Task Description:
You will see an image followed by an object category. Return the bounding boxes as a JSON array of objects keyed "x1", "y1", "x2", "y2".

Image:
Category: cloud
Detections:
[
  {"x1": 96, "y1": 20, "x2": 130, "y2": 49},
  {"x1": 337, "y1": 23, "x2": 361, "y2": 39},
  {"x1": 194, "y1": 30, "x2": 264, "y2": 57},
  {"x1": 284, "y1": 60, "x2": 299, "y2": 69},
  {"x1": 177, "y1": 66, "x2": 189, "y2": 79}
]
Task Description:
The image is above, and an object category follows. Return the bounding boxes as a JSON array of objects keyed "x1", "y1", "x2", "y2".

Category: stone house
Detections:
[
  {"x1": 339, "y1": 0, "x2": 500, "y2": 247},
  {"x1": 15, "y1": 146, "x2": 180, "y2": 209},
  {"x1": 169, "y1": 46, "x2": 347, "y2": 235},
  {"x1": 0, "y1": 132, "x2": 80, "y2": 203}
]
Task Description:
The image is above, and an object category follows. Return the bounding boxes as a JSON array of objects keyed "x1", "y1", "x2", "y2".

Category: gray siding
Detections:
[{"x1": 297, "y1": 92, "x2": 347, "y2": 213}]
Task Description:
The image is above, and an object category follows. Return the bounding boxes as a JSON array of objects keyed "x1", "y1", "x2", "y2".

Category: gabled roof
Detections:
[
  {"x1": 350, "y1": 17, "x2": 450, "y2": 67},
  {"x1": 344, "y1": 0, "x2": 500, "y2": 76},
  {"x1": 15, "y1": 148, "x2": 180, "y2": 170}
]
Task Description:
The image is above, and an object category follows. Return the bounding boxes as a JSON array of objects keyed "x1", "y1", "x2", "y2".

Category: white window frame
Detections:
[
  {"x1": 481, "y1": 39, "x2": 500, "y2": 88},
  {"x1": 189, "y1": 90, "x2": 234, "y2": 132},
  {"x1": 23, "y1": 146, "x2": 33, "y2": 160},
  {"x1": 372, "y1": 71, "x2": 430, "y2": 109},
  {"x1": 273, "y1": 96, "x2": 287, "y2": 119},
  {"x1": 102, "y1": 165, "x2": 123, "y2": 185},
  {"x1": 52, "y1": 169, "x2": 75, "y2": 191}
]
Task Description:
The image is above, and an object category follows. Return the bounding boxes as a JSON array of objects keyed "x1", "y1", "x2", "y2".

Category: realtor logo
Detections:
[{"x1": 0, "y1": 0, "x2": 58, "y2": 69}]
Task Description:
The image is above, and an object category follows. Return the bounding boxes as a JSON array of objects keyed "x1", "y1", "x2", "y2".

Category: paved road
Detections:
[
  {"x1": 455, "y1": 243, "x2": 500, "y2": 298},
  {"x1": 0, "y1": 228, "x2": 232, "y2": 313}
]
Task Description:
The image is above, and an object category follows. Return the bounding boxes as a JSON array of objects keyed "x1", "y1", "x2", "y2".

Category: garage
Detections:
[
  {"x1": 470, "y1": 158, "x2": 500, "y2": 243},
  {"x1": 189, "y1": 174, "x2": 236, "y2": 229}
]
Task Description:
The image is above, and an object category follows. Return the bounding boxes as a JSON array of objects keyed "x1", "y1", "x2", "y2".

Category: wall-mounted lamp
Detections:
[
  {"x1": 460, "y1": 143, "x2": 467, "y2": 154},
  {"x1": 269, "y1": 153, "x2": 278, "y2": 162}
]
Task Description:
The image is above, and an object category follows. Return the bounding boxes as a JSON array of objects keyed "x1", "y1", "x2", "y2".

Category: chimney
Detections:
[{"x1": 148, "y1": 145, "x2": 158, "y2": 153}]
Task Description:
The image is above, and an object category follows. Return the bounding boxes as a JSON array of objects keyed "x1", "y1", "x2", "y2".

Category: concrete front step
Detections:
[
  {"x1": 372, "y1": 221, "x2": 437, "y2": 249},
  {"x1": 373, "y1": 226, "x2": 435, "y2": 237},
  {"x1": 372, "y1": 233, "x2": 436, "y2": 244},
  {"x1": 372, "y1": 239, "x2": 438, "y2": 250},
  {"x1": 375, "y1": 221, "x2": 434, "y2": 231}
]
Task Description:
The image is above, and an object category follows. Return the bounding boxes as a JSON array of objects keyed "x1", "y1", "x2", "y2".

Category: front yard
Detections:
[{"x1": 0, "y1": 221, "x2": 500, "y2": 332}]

◆ Exercise instructions ◆
Locate every line in the items above that contains the string "front", treating uppercase and lowercase as different, and copy each such line.

◆ Answer for this exercise ◆
Category: concrete front step
Category: front yard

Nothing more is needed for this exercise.